== VORGEGEBENER TEXT ==

OLG Frankfurt – Az.: 6 U 166/18 – Beschluss vom 25.03.2019

Die Berufung der Klägerin gegen das am 13.09.2018 verkündete Urteil der 5. Zivilkammer des Landgerichts Gießen wird auf Kosten der Klägerin zurückgewiesen.

Dieser Beschluss und das angefochtene Urteil sind ohne Sicherheitsleistung vorläufig vollstreckbar.

Der Berufungsstreitwert wird auf € 17.118,43 festgesetzt.

Gründe

I.

Von der Darstellung des Sachverhalts wird gemäß §§ 540 II i.V.m. 313a ZPO abgesehen.

II.

Die Berufung hat offensichtlich keine Aussicht auf Erfolg. Der Rechtssache kommt keine grundsätzliche Bedeutung zu. Es ist nicht zu erwarten, dass die mündliche Verhandlung zu einer weiteren Aufklärung des Sachverhalts führen kann.

1) Der Senat hat die Klägerin bereits mit Beschluss vom 27.02.2019 darauf hingewiesen, warum er beabsichtigt, das Rechtsmittel durch einstimmigen Beschluss gem. § 522 Abs. 2 ZPO zurückzuweisen. Er hat ausgeführt:

Das Landgericht hat zu Recht die auf Schadensersatz gerichtete Klage abgewiesen. Die Schädigung des Hundes kann dem Beklagten haftungsrechtlich nicht zugeordnet werden.

===
== EINTRÄGE ==

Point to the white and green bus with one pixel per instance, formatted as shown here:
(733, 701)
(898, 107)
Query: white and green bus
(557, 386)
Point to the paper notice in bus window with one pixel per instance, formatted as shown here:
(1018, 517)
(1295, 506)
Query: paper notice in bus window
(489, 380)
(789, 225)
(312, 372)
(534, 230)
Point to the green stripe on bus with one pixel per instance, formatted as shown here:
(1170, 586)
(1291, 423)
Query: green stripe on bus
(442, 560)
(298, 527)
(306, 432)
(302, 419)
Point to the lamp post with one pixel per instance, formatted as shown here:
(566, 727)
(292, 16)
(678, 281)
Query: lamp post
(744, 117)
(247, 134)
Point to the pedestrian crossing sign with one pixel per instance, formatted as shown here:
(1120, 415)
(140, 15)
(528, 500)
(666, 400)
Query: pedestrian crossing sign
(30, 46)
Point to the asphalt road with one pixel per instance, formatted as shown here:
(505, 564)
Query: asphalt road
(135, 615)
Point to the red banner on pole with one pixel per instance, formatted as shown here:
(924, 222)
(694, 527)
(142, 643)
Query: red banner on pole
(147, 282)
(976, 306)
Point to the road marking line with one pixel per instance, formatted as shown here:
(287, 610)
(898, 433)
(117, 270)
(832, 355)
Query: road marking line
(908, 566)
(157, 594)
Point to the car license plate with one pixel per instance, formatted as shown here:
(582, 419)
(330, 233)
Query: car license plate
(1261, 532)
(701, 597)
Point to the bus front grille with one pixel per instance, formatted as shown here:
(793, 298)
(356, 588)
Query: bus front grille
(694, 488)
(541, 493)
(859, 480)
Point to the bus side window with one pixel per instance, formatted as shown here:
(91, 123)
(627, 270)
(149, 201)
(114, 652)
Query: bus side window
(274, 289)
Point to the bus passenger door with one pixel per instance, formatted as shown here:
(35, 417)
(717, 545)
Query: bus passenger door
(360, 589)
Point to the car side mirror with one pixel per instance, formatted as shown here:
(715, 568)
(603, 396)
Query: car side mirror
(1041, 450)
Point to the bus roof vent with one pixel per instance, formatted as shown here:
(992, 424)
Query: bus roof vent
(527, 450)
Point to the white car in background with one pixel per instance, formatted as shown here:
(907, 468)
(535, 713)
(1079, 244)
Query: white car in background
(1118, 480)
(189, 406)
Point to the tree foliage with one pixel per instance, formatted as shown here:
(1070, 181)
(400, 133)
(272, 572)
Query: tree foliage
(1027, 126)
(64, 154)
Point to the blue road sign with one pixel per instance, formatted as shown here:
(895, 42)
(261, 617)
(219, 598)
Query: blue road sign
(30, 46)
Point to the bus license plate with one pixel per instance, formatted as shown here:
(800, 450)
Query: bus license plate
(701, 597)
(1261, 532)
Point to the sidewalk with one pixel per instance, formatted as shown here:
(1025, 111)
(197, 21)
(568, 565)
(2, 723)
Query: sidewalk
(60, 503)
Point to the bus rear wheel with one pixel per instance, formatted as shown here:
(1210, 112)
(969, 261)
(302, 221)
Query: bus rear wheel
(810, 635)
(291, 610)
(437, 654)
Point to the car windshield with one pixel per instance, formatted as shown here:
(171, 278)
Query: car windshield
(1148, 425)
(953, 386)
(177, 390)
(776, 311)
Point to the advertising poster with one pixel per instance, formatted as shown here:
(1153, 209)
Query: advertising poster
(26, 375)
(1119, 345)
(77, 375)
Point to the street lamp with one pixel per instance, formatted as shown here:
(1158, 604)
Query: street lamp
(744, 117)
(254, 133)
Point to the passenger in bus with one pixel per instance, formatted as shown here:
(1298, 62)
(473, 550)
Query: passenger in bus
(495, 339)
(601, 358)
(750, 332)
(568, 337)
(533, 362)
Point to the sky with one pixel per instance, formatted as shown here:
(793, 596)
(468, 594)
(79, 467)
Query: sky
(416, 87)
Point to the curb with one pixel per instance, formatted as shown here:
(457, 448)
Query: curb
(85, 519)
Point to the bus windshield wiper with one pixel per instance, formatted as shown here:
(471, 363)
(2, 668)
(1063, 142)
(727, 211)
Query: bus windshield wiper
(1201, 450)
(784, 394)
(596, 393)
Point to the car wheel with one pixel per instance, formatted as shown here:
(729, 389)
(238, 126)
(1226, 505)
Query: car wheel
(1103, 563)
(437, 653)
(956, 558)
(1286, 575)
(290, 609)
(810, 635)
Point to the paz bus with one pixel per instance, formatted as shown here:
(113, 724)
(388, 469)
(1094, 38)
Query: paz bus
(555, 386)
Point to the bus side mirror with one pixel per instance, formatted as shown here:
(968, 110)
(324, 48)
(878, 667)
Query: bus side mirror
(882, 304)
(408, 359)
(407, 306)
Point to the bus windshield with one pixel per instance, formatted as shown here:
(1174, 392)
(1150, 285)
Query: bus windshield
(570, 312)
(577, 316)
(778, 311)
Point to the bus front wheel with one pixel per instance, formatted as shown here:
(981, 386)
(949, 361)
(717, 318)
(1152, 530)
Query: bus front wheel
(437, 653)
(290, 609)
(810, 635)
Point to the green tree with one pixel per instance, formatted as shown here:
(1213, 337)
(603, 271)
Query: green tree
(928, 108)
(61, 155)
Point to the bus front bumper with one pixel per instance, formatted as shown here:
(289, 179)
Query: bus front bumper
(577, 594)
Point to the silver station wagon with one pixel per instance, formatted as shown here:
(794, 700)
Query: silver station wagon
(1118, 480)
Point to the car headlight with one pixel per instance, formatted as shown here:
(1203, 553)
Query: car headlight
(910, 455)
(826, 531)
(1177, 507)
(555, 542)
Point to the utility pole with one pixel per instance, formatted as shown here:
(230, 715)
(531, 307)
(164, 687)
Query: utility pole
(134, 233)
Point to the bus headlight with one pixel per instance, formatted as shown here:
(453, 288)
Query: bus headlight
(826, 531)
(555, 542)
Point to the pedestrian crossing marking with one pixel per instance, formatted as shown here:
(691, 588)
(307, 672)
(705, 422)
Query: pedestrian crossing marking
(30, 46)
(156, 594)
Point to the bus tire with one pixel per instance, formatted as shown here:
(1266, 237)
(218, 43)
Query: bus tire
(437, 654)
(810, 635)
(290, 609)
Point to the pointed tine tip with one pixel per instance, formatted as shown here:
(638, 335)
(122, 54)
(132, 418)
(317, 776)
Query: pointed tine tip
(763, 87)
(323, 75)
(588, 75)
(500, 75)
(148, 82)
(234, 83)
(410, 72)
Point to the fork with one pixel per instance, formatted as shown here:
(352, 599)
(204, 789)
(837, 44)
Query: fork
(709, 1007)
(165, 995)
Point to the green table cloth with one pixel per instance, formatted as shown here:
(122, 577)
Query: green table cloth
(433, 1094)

===

Auf welchen Betrag legt der Gerichtsbeschluss den Streitwert für die Berufung fest?

Auf € 17.118,43.